What you should do: An exact reproduction of the records is required. Images must be left out.
*** Source records ***
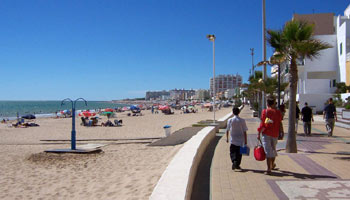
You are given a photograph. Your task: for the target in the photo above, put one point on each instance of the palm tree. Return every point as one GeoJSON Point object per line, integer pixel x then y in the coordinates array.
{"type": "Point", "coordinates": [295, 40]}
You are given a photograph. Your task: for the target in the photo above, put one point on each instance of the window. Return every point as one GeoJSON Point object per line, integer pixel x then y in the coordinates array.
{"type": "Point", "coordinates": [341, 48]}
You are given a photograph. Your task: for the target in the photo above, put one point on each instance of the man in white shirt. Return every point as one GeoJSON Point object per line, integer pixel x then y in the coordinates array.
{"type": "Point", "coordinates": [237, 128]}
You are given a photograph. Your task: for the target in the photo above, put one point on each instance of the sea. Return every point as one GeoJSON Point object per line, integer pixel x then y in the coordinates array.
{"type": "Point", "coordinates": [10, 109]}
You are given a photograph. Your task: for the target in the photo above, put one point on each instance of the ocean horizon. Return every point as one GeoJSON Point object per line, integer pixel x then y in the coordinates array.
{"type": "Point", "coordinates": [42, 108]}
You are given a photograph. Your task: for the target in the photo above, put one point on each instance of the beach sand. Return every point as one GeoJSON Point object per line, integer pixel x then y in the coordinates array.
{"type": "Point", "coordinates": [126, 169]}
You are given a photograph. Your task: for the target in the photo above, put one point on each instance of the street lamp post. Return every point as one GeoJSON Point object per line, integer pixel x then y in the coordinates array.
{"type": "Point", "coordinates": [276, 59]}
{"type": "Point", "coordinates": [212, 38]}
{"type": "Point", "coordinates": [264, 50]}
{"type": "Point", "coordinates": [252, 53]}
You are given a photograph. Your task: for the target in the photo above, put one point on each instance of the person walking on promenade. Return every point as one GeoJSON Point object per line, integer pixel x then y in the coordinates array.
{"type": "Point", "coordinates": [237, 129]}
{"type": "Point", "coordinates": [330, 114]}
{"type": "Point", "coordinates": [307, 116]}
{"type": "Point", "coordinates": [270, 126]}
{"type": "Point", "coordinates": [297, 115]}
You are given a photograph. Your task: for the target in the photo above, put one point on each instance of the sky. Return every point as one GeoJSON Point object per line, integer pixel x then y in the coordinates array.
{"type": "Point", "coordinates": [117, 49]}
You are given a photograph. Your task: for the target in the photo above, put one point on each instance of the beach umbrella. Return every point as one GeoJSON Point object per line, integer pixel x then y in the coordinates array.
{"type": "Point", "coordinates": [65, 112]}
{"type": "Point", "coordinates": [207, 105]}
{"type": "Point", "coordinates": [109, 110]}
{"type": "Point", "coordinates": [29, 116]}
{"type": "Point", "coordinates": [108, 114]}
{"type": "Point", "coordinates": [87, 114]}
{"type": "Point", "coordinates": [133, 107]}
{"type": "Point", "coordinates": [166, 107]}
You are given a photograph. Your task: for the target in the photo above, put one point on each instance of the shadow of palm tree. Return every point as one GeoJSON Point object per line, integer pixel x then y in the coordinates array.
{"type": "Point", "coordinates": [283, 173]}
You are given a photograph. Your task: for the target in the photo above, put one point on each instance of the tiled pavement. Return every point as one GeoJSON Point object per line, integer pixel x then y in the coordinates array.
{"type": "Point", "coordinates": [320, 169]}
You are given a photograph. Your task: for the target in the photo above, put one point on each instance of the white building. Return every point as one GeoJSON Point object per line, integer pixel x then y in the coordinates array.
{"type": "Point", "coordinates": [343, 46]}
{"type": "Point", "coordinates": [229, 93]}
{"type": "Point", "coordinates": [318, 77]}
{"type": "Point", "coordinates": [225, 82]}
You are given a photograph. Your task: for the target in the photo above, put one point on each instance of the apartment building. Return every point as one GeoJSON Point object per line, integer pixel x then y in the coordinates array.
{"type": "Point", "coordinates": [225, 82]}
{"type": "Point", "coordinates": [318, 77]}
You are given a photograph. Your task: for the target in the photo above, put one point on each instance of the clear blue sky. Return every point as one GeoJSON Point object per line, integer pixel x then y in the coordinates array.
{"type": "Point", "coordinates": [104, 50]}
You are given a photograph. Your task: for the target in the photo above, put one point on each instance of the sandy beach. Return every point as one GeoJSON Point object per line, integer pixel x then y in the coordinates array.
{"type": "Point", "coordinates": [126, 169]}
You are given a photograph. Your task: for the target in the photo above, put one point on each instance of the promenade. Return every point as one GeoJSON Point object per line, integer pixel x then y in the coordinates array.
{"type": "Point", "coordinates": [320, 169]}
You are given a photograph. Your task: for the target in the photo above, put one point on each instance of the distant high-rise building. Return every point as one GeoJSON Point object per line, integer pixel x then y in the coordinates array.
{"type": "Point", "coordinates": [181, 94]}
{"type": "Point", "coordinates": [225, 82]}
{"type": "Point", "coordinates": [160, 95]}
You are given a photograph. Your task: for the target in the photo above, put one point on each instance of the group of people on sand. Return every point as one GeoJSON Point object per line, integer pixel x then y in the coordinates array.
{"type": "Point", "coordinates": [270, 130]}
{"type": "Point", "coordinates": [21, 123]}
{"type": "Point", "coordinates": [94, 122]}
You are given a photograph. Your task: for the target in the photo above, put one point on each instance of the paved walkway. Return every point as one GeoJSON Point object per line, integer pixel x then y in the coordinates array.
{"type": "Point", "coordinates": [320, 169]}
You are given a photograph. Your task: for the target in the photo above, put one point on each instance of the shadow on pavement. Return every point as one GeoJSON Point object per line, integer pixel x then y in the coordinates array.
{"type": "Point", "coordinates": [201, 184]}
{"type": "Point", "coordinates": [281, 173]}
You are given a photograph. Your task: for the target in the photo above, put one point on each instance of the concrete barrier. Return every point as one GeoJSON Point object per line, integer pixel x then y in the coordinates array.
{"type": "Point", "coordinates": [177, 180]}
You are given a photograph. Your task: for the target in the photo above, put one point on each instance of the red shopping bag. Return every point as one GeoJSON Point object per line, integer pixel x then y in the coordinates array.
*** End of Source records ***
Answer:
You are given a photograph. Your task: for the target in the photo above, put one point on each instance of the palm tree. Return every point as one GeoJSON Point object per line, integer pixel x then y in the coordinates array.
{"type": "Point", "coordinates": [295, 40]}
You are given a photograph. Your task: for the target in the photo above, put one point on each instance of the window. Return every point as one GeoJSON Point object per line, integer pixel x then y in the coordinates array.
{"type": "Point", "coordinates": [341, 48]}
You are given a photograph. Your task: for the target in the photo above, put one point on each instance of the man in white shirt. Return every point as one GeoJSON Point object per line, integer pixel x then y in the coordinates array.
{"type": "Point", "coordinates": [237, 128]}
You are given a photograph. Your task: for the target in the photo above, put one point on each instance of the sea. Return every point as one GeoJSON Point object per line, integer pixel x then y in the coordinates array.
{"type": "Point", "coordinates": [10, 109]}
You are given a photograph. Your task: for the target in the photo above, put one point on each instance of the ocean horizon. Return every point as one GeoJSON Point object per line, integer pixel x then y in the coordinates array.
{"type": "Point", "coordinates": [42, 108]}
You are given a photograph. Your task: for the target in the photo above, put one point on each instance of the beach sand. Return every point as one GeoJSON Point object per line, integer pixel x then y in the coordinates array.
{"type": "Point", "coordinates": [126, 169]}
You are given a photograph. Your task: for the target in the photo above, put one point on each instance of the street lamp post. Return every point as one GeoJSON Point object per line, integer pixel x then y in the coordinates array.
{"type": "Point", "coordinates": [276, 59]}
{"type": "Point", "coordinates": [212, 38]}
{"type": "Point", "coordinates": [264, 50]}
{"type": "Point", "coordinates": [252, 53]}
You are given a photograph. Your task: for the target in the photo above, put one point on each instance of the person walking on promenade. Return every point as one GeoJSON Point object per line, integer pixel x then y in the coordinates array.
{"type": "Point", "coordinates": [237, 129]}
{"type": "Point", "coordinates": [330, 114]}
{"type": "Point", "coordinates": [307, 116]}
{"type": "Point", "coordinates": [270, 126]}
{"type": "Point", "coordinates": [297, 115]}
You are given a photograph. Your task: for the target in the photo above, put one point on each instance of the sky. Return every point as one GeoJSON Point object per line, integer pixel x then y in the coordinates array.
{"type": "Point", "coordinates": [117, 49]}
You are given a photograph. Your task: for the target in the photo above, put one point on each instance of the beach umbrella. Return every point as one GeoJSON Point object per line, integer pixel x then y in the coordinates array.
{"type": "Point", "coordinates": [65, 112]}
{"type": "Point", "coordinates": [207, 105]}
{"type": "Point", "coordinates": [109, 110]}
{"type": "Point", "coordinates": [29, 116]}
{"type": "Point", "coordinates": [108, 114]}
{"type": "Point", "coordinates": [87, 114]}
{"type": "Point", "coordinates": [133, 107]}
{"type": "Point", "coordinates": [166, 107]}
You are given a photograph. Your task: for the target in the photo above, put one point on each instance of the shadow of palm tree. Return every point as one GeoJSON Point object per line, integer pixel x then y in the coordinates array.
{"type": "Point", "coordinates": [283, 173]}
You are given a photograph. Your task: for the target in the photo above, put one point on each instance of the tiled pavement. Return every point as one GeoJSON Point object per line, integer pixel x then y in the coordinates array.
{"type": "Point", "coordinates": [320, 169]}
You are given a photograph. Your task: for the target in the photo above, put one point on each instance of the white building. Return every point as one GeoJSON Point object per line, integer pixel x then y in the coordinates array.
{"type": "Point", "coordinates": [343, 46]}
{"type": "Point", "coordinates": [229, 93]}
{"type": "Point", "coordinates": [318, 77]}
{"type": "Point", "coordinates": [225, 82]}
You are given a photograph. Your task: for the target in the photo above, put one point on each instance of the apartment building. Return every point as one GeoJSON Point object per line, integer pixel x then y in the coordinates array.
{"type": "Point", "coordinates": [225, 82]}
{"type": "Point", "coordinates": [318, 77]}
You are given a photograph. Your task: for the target in the photo above, put one point on each instance of the clear blue sky. Return every point as one GeoJSON Point object per line, integer pixel x then y in the coordinates array.
{"type": "Point", "coordinates": [104, 50]}
You are given a photograph. Your task: for the target in the photo above, put one point on each instance of the sandy beach. Return every point as one GeoJSON Point object per line, integer pixel x then y in the coordinates array.
{"type": "Point", "coordinates": [126, 169]}
You are given a photograph. Your task: for the target in the photo above, put one point on each instance of the promenade. Return every point as one GeoJSON Point object per line, integer pixel x then y in the coordinates array.
{"type": "Point", "coordinates": [320, 169]}
You are given a photograph. Your task: for the target in the photo above, put one point on each instance of the distant high-rise building. Return every point as one GeoJSON Point object per line, integer pixel x then y in the coordinates array.
{"type": "Point", "coordinates": [181, 94]}
{"type": "Point", "coordinates": [225, 82]}
{"type": "Point", "coordinates": [160, 95]}
You are given a photograph. Your task: for the target in the photo above, put one point on each instance of the group of people on sand. Return every point as one GeoJSON Point object per line, integer pixel x then y in the coordinates array.
{"type": "Point", "coordinates": [270, 130]}
{"type": "Point", "coordinates": [21, 123]}
{"type": "Point", "coordinates": [94, 122]}
You are given a photograph. Your task: for the target in the photo above, put one point on each instance of the paved walkway. Return every point as one GeoJSON Point object per line, integer pixel x then y in the coordinates array.
{"type": "Point", "coordinates": [320, 169]}
You are given a photograph. Your task: for the target in the photo above, put one point on each instance of the shadow on pavement. Return every point as one GeoJSON Point object per line, integer pixel x then y in the coordinates array.
{"type": "Point", "coordinates": [201, 184]}
{"type": "Point", "coordinates": [281, 173]}
You are given a photograph. Your task: for the target in the photo above, put one point on each instance of the concrete barrier. Return every point as one GeoJSON Point object per line, integer pixel x then y in the coordinates array.
{"type": "Point", "coordinates": [177, 180]}
You are given a photograph. Your task: for the target in the photo above, put one point on each instance of the red shopping bag. Return every point as one GeoJSON Point object per line, integer pixel x then y in the coordinates array.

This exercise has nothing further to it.